* **Request A**:
In which prefecture was the manga author in the profile below born?

___ Selected passage ___

- Born: May 20
- Nationality: Japanese
- Area: Manga artist
- Notable works: Special A

= Maki Minami =

Japanese manga author

Maki Minami (南 マキ, Minami Maki) is a Japanese manga author best known for the high school series Special A.

==Career==
Minami was born in Saitama Prefecture in Japan.

In 2001, her short story Day Dream Believer (デイ・ドリーム・ビリーバー) received an Honourable Mention for Hakusensha's 25th Athena awards. She debuted in Hana to Yumes October 2001 issue with a short story titled Faraway Blue (彼方の青, Kanata no Ao).

Maki Minami's longest running series, Special A, began publication in 2003 and ended in 2009. Her subsequent series, Seiyū ka-! began serialization in Hana to Yume in 2009, after the completion of Special A. Her recent works also include the oneshot Ane☆Mone Seikaten (アネ☆モネ 生花店), which appeared in the April 2009 edition of The Hana to Yume.

On October 28, 2022, Minami launched a new series titled Hisureba, Hana in Hakusensha's Melody magazine as part of the magazine's 25th anniversary.

___ Task input ___

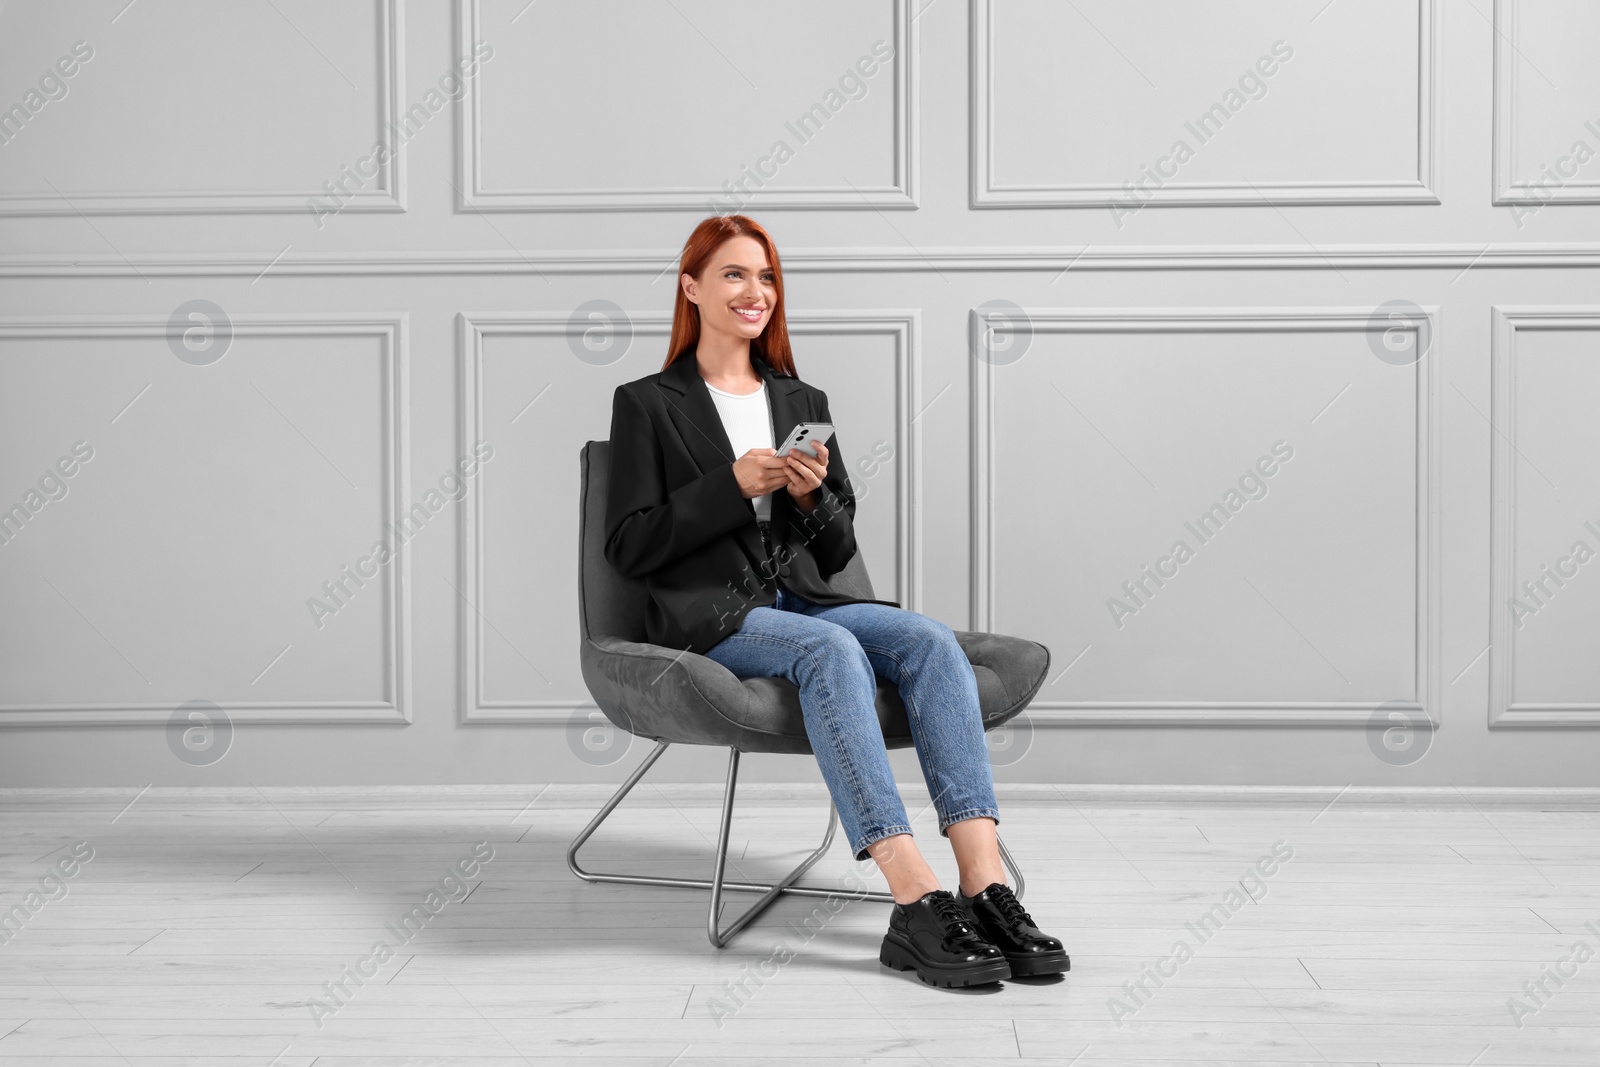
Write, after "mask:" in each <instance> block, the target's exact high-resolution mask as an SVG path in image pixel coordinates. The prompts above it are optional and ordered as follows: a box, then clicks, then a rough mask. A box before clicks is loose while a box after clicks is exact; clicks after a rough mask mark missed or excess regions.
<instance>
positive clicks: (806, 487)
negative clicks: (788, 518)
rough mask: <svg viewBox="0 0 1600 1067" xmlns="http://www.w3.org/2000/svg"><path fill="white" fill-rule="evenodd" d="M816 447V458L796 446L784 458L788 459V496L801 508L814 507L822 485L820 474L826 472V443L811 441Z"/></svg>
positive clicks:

___

* **Request B**:
Please extract each line of the records above that contains the string "clicks".

* **Written solution A**:
Saitama Prefecture

* **Written solution B**:
Write, after "mask:" in each <instance> block, the target's exact high-resolution mask as an SVG path in image pixel coordinates. The prompts above it are optional and ordered as follows: a box, then clicks, then a rough mask. A box before clicks is loose while a box after clicks is exact; clicks after a rough mask mark missed or excess regions.
positive clicks: (806, 487)
negative clicks: (788, 518)
positive clicks:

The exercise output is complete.